* _REQUIREMENT_: Collect every line of the items below that contains the word "green", copying each line in full.

Records:
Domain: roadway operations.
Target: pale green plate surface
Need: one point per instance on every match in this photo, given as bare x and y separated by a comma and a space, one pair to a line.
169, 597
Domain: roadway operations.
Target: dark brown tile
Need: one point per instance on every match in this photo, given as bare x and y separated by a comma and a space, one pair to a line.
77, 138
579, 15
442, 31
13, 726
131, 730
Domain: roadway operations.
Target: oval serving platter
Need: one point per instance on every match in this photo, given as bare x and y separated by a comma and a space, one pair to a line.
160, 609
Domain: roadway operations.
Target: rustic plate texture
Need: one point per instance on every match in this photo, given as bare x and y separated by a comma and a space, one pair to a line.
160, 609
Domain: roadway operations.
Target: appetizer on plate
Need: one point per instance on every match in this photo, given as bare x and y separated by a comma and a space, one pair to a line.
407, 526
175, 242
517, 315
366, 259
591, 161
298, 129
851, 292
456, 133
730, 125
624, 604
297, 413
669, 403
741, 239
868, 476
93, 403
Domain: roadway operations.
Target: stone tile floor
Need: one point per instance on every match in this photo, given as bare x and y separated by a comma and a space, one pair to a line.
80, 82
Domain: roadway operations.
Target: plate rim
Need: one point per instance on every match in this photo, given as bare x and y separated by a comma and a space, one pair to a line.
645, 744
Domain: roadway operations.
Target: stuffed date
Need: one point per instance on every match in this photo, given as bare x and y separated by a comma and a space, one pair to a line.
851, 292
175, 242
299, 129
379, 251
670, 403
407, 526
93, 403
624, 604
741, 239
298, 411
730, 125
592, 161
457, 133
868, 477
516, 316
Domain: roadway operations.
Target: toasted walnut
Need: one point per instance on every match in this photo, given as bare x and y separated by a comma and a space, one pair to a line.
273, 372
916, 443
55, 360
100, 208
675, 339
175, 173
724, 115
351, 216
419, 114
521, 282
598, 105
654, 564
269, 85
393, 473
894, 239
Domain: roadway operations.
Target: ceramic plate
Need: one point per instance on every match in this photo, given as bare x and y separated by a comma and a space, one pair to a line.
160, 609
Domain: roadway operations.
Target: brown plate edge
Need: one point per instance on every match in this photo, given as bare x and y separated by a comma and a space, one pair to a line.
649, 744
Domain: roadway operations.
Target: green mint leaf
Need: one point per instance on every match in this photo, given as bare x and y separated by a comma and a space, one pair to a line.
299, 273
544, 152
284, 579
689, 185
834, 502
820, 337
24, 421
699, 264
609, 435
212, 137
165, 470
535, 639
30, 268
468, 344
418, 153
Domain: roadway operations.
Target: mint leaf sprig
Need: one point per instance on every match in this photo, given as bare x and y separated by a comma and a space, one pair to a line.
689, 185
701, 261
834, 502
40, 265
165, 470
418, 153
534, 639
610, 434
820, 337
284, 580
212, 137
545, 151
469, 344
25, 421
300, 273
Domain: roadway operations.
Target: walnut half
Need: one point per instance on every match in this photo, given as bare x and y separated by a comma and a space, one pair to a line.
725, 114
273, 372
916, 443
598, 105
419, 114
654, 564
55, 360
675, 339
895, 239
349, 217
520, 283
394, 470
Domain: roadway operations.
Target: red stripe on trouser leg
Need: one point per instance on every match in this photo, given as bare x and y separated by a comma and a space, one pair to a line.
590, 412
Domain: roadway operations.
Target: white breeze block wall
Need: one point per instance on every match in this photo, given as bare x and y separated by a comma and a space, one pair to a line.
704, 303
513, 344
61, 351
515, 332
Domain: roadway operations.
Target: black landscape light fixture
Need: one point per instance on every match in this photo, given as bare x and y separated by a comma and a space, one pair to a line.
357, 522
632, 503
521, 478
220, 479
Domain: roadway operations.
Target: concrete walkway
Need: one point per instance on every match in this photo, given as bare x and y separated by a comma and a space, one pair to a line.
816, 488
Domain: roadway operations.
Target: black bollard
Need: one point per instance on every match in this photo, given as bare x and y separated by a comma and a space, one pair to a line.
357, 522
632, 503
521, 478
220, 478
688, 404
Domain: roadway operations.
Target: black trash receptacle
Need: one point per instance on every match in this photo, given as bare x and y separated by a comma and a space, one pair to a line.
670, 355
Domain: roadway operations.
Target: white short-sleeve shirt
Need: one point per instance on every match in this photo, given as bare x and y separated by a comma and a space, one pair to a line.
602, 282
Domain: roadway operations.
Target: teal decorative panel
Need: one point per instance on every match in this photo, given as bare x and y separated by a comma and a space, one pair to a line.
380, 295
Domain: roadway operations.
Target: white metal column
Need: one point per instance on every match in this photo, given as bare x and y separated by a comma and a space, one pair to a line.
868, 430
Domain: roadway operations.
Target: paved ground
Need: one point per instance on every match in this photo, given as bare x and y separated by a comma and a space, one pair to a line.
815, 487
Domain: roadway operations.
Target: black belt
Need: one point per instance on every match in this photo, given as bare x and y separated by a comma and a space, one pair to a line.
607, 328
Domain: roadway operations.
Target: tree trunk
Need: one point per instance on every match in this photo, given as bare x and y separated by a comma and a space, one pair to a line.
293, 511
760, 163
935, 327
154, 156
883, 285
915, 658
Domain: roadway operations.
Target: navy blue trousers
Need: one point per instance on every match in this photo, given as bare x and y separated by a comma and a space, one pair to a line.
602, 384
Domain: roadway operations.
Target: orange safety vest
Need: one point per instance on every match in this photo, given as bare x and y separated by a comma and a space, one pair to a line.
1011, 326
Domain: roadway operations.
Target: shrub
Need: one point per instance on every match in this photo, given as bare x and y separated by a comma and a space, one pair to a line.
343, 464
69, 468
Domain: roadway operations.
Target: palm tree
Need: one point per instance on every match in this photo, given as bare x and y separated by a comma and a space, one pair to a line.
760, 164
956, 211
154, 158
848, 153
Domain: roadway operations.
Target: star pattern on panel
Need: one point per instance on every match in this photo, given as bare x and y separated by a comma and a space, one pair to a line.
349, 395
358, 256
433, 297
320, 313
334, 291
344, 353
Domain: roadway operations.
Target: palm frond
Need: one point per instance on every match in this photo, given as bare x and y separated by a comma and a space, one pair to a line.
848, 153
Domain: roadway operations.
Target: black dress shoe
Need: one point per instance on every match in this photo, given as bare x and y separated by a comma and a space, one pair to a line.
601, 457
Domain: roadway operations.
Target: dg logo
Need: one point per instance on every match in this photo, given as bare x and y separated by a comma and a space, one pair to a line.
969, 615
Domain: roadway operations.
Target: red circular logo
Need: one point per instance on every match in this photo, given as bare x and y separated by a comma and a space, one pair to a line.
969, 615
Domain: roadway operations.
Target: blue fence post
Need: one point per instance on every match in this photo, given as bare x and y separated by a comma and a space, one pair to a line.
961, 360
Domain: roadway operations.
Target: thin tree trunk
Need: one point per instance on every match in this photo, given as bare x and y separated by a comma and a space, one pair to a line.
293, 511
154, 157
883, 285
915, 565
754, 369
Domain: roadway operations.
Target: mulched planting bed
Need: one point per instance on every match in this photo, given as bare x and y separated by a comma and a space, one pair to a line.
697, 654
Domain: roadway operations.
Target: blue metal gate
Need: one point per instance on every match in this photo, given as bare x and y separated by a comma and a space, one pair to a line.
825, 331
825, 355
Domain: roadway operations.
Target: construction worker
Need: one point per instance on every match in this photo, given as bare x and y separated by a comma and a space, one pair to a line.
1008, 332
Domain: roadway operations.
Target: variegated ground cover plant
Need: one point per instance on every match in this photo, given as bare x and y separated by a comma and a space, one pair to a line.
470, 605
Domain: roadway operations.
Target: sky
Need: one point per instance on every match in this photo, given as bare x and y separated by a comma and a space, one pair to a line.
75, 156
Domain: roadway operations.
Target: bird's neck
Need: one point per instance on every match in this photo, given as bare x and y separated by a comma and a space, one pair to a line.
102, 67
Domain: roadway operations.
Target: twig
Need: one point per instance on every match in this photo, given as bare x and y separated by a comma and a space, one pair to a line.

* _EXERCISE ANSWER_:
Target: pale green plate surface
Target: green mint leaf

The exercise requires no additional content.